How many lines in the records below hold the word "horse"? Answer with the number alone.

Start of Records for the exercise

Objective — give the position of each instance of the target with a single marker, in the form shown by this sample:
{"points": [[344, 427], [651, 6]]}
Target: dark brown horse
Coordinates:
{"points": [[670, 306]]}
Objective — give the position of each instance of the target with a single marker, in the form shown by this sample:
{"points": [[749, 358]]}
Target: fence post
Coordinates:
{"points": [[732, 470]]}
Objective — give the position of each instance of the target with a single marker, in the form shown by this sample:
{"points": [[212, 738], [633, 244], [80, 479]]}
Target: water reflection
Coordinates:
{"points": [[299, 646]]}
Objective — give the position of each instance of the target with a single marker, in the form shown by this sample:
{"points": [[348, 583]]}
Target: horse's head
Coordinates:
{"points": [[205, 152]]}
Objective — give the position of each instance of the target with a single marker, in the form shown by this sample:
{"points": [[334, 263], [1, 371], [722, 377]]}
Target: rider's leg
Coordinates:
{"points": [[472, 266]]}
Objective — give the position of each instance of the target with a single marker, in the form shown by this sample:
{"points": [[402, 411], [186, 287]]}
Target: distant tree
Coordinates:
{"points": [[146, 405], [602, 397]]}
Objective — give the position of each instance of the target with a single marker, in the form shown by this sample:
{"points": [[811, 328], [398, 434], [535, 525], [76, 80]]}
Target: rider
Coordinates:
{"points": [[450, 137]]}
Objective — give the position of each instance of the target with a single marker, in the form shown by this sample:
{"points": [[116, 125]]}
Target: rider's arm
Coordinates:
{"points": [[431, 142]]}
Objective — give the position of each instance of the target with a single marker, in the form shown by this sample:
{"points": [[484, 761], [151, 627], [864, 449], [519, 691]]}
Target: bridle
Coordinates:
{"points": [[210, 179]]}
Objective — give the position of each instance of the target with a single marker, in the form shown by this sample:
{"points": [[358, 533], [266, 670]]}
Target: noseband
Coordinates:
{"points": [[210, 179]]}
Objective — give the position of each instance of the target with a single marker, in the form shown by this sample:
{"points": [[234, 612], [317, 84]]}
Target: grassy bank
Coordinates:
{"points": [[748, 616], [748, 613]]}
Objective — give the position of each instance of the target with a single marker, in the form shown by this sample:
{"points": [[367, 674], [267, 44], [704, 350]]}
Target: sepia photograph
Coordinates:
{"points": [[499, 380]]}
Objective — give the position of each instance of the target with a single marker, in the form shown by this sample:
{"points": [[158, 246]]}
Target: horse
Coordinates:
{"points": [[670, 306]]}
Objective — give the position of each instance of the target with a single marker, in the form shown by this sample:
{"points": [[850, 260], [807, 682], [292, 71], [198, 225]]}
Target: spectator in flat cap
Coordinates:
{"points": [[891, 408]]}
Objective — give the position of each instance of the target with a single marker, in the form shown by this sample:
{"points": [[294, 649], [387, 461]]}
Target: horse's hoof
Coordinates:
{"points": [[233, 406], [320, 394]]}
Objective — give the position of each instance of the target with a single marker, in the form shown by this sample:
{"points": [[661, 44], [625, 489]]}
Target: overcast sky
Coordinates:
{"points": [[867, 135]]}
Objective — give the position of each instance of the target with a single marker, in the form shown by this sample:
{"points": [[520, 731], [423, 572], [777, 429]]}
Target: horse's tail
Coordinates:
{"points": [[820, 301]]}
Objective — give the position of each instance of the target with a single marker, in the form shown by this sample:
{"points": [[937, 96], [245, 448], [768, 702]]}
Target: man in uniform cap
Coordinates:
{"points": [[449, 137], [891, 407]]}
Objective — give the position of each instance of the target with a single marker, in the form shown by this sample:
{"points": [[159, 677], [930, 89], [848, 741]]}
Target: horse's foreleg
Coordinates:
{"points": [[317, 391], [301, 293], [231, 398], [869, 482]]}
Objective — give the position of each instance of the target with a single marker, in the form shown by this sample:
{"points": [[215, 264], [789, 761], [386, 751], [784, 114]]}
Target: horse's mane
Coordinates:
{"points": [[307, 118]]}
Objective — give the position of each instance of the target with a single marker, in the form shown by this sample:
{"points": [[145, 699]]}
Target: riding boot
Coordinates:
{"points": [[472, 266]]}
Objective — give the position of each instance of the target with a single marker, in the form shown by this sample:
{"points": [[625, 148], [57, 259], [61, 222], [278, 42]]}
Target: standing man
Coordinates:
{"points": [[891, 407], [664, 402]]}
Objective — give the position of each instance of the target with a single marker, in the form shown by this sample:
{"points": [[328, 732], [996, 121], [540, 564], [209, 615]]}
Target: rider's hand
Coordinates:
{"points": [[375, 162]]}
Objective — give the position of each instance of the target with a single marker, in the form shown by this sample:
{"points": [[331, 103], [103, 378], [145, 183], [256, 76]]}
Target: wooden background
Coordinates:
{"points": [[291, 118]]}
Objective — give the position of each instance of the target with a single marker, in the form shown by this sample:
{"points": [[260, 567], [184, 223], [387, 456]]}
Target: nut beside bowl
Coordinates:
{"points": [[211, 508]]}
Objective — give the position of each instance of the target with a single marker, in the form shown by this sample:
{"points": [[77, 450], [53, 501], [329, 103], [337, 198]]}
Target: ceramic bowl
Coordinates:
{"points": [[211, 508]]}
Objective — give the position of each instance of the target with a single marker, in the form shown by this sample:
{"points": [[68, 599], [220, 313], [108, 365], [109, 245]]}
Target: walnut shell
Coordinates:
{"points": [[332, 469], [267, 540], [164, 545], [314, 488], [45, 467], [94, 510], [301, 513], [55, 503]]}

End of Records for the exercise

**Solution to the exercise**
7